Problem requirements:
Where an image appears in the data, omit it and reproduce the rest exactly.

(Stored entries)
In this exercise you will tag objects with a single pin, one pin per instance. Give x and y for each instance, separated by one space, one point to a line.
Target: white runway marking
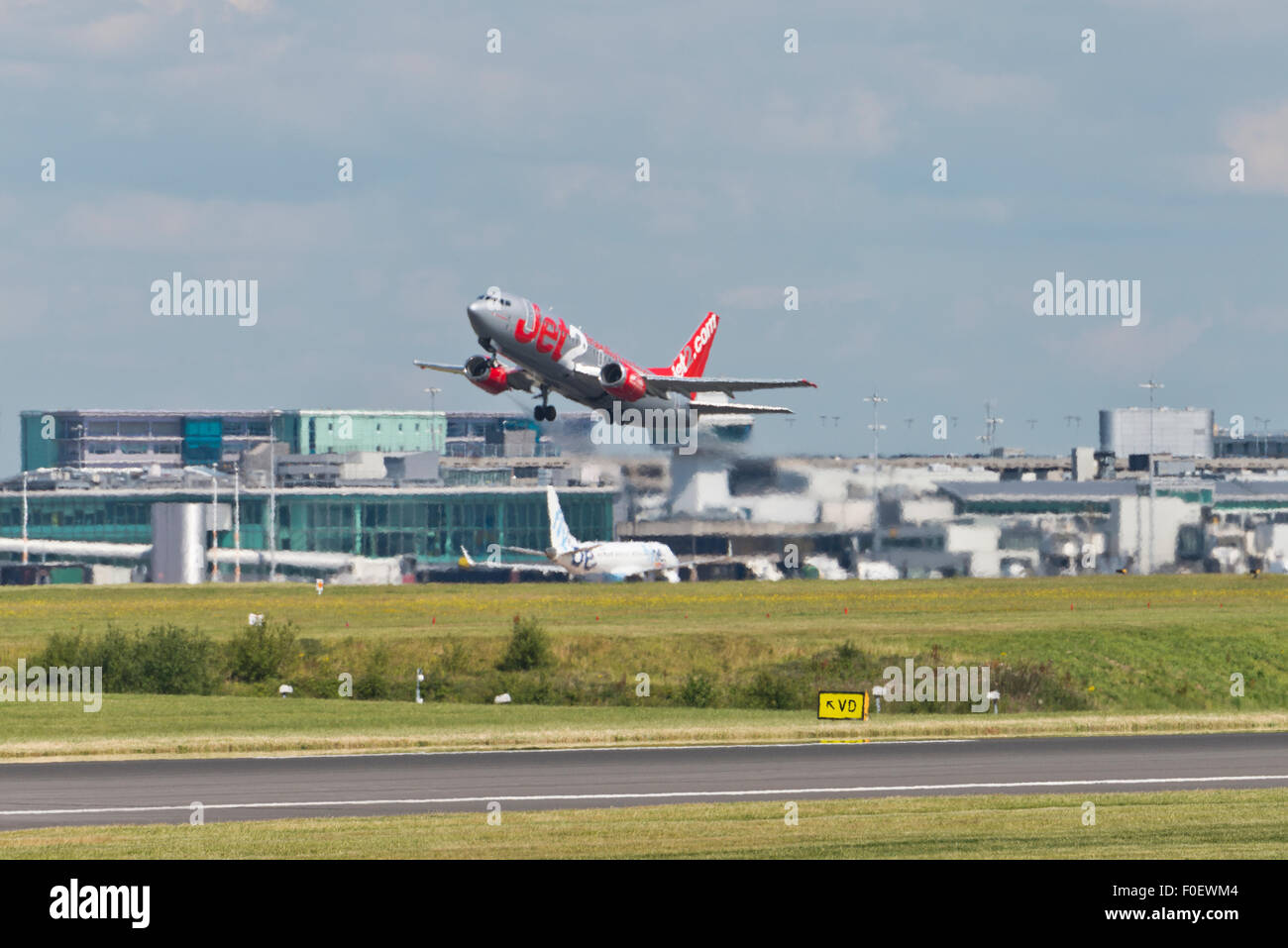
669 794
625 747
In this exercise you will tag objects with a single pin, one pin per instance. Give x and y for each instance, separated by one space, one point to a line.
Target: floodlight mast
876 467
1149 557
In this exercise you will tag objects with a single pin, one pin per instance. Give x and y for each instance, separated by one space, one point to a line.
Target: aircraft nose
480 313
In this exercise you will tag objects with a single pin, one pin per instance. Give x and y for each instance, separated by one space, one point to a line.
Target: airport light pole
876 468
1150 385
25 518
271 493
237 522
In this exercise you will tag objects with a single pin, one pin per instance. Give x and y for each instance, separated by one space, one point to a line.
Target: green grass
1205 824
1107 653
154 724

Task answer:
In this exercise you will tag objects with a single pin, one pin per instance. Give x and y for each instance, separated by one space, one point to a line.
Target: white runway marking
669 794
625 747
In this exercise you will tag objects with a single pin, one pin per instance. Give x and y for each instance, separated by one space, one point to a line.
Target: floodlight mast
876 467
1149 557
In this exercise you will tag objects with a single pin, one pin per instance. Give x and y for each instance, separated by one space, one point to a line.
Target: aircraft nose
480 313
In this exercise you will tag objects with a single pin, one pin per instance. Give x and y for each instance, separated by one space, one point to a line.
Target: airport light pole
876 468
1150 385
25 518
271 493
237 522
In this exercise you will tag objects with a single pin, one pin per instance. Give x and y for each instance, separated by one space, one point to a line.
Target: green grass
1205 824
1107 653
154 724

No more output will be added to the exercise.